This How-To will discuss both scenarios and possible ways to troubleshoot and solve them.

Note: This How-To assumes that the Active/Active configuration scenario described in the admin guide is NOT used.

Discussion:
  • Scenario-1 : Both cluster nodes active at the same time.[/size]
This is the most common problem we have observed and it basically means that the Master node cannot find the Slave node and the Slave node cannot find the Master node. In order explain this further we have an example cluster that currently have 5 interfaces as shown in the following picture.
Cluster.png
Cluster.png (93.59 KiB) Viewed 1816 times
This is a standard setup of a cluster. Every physical interface is connected to various switches, for instance we have G1 from both Master and Slave connected to the same switch and similar setup for all the other interfaces. The exception is the sync interface (G5) which is connected directly between the Master and Slave units using a standard TP cable, so nothing in between.

In order for the Master to find the Slave unit and wise versa the cluster is sending out heartbeats on all PHYSICAL interfaces. Heartbeats is basically a method for the cluster nodes to declare it's peer as up or down. We can think of them as a kind of ping packet constantly being sent and received that tells the cluster peer that it's up.

* What is being asked *
1. Which configuration scenario does the how-to assume is not used?
2. In the how-to's example cluster, how is the sync interface (G5) connected?
3. On which interfaces does the cluster send out heartbeats?
The lines that come next aren't needed.

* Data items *

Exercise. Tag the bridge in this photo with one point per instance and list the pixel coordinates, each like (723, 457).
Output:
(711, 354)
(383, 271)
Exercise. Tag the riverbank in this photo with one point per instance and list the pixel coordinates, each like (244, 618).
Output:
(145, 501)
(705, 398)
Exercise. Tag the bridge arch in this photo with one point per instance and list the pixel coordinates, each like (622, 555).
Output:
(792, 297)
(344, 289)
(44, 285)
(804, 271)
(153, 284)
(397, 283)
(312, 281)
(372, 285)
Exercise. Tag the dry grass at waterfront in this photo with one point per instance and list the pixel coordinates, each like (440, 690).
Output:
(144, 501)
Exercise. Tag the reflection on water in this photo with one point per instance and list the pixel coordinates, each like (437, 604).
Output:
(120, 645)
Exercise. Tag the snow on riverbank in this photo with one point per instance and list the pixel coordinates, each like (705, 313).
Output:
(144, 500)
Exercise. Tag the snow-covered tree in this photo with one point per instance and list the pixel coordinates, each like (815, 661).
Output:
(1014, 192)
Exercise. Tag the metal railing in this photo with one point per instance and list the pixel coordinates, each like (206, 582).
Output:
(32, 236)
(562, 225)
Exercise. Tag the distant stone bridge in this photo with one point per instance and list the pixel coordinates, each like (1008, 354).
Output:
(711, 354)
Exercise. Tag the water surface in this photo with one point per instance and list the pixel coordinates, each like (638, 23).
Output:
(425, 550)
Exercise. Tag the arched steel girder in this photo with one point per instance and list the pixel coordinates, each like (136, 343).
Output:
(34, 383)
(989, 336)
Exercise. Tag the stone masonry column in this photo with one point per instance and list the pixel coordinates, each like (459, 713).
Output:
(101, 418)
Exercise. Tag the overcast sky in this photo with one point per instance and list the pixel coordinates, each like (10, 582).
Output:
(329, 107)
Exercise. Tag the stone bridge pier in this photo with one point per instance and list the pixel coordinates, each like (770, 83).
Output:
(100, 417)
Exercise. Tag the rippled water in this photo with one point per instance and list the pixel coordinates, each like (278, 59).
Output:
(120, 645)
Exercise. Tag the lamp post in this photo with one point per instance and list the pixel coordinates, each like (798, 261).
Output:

* The answer *
1. The Active/Active configuration scenario described in the admin guide.
2. It is connected directly between the Master and Slave units with a standard TP cable, with nothing in between.
3. On all physical interfaces.